[Saved data entries]
>>>

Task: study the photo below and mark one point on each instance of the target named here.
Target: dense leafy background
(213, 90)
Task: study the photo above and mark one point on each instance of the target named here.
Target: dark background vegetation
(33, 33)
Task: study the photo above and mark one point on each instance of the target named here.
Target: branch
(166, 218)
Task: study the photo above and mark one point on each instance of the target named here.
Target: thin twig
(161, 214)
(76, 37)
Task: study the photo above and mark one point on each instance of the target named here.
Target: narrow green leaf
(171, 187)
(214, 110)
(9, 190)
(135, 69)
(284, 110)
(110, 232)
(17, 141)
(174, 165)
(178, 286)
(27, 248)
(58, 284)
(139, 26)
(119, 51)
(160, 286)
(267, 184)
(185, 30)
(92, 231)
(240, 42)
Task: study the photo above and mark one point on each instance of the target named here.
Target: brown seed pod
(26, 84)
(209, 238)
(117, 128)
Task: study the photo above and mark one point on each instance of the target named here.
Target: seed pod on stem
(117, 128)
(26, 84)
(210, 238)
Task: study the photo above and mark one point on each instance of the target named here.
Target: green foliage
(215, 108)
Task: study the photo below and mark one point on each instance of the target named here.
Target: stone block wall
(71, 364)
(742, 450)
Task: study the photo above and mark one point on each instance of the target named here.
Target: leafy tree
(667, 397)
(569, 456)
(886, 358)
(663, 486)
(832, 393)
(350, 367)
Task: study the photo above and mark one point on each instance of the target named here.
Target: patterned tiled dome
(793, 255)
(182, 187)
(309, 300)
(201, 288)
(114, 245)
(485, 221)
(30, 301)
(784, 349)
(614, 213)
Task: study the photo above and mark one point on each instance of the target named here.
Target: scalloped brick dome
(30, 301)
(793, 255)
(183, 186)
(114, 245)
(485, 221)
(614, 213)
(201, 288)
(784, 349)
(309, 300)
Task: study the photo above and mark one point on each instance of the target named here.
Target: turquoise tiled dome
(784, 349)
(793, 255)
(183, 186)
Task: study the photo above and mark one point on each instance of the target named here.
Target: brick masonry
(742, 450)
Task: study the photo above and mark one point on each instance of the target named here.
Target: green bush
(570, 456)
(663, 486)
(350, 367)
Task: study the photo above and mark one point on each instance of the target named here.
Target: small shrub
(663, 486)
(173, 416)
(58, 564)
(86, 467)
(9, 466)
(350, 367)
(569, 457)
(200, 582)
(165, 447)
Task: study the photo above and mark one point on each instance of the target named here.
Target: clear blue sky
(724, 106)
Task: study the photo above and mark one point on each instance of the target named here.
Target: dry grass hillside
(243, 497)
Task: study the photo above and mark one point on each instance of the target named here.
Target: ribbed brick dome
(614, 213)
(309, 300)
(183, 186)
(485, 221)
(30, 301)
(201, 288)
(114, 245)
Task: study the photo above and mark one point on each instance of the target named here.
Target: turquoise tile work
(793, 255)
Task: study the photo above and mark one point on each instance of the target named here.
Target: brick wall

<<<

PROMPT -> Transcribe every entry exactly, omitting nothing.

TASK RESULT ->
Task: study the photo below and mark one point on each instance of the target named here.
Target: dense leafy background
(213, 90)
Task: study the photo above and mark one point on each instance of the target named here.
Target: dark background vegetation
(33, 33)
Task: study the photo above and mark one point on each instance of the target named here.
Target: branch
(166, 218)
Task: study the photo above and mark one point on each instance of the target named here.
Target: thin twig
(161, 214)
(76, 37)
Task: study the photo above and mark one point on each instance of the target named here.
Target: narrow green leaf
(171, 187)
(214, 110)
(9, 190)
(135, 69)
(284, 110)
(110, 232)
(17, 141)
(174, 165)
(178, 286)
(27, 248)
(58, 284)
(139, 26)
(119, 51)
(160, 286)
(267, 184)
(185, 30)
(92, 231)
(240, 42)
Task: study the photo above and mark one point on each instance of the target named here.
Target: brown seed pod
(26, 84)
(209, 238)
(117, 128)
Task: study the photo above and mark one point on each instance of the target named here.
Target: seed pod on stem
(117, 128)
(26, 84)
(210, 238)
Task: study the photo above and mark one point on each instance of the target named here.
Target: green foliage
(215, 108)
Task: study the photo below and mark one point on each instance of the target named here.
Target: stone block wall
(71, 364)
(742, 450)
Task: study the photo above and mark one point on each instance of the target named here.
Target: leafy tree
(667, 397)
(569, 456)
(886, 358)
(663, 486)
(832, 393)
(350, 367)
Task: study the photo above and mark one point on each instance of the target named here.
Target: patterned tiled dome
(793, 255)
(182, 187)
(309, 300)
(201, 288)
(114, 245)
(485, 221)
(30, 301)
(784, 349)
(614, 213)
Task: study the photo above and mark one point on each instance of the target named here.
Target: scalloped brick dome
(30, 301)
(793, 255)
(183, 186)
(114, 245)
(485, 221)
(614, 213)
(201, 288)
(784, 349)
(309, 300)
Task: study the photo above and mark one point on each instance of the target named here.
Target: turquoise tiled dome
(784, 349)
(793, 255)
(183, 186)
Task: study the photo above and mark one point on each instance of the target named here.
Target: brick masonry
(742, 450)
Task: study the photo above and mark one point on each instance of the target named here.
Target: green bush
(570, 456)
(663, 486)
(350, 367)
Task: study the photo above and mark one point on each instance of the target named here.
Target: small shrub
(663, 486)
(173, 416)
(58, 564)
(86, 467)
(9, 466)
(350, 367)
(569, 457)
(200, 582)
(165, 447)
Task: study the photo above and mark one point on each instance of the target named here.
Target: clear blue sky
(724, 106)
Task: study the photo above and mark one point on each instance of the target named here.
Target: dry grass hillside
(243, 497)
Task: study the photo above and mark one point on each instance of the target named here.
Target: ribbed brick dome
(614, 213)
(309, 300)
(183, 186)
(485, 221)
(30, 301)
(201, 288)
(114, 245)
Task: study the photo above and mark one point on each instance of the target named here.
Target: turquoise tile work
(793, 255)
Task: study the photo above and mark one point on each instance of the target named here.
Target: brick wall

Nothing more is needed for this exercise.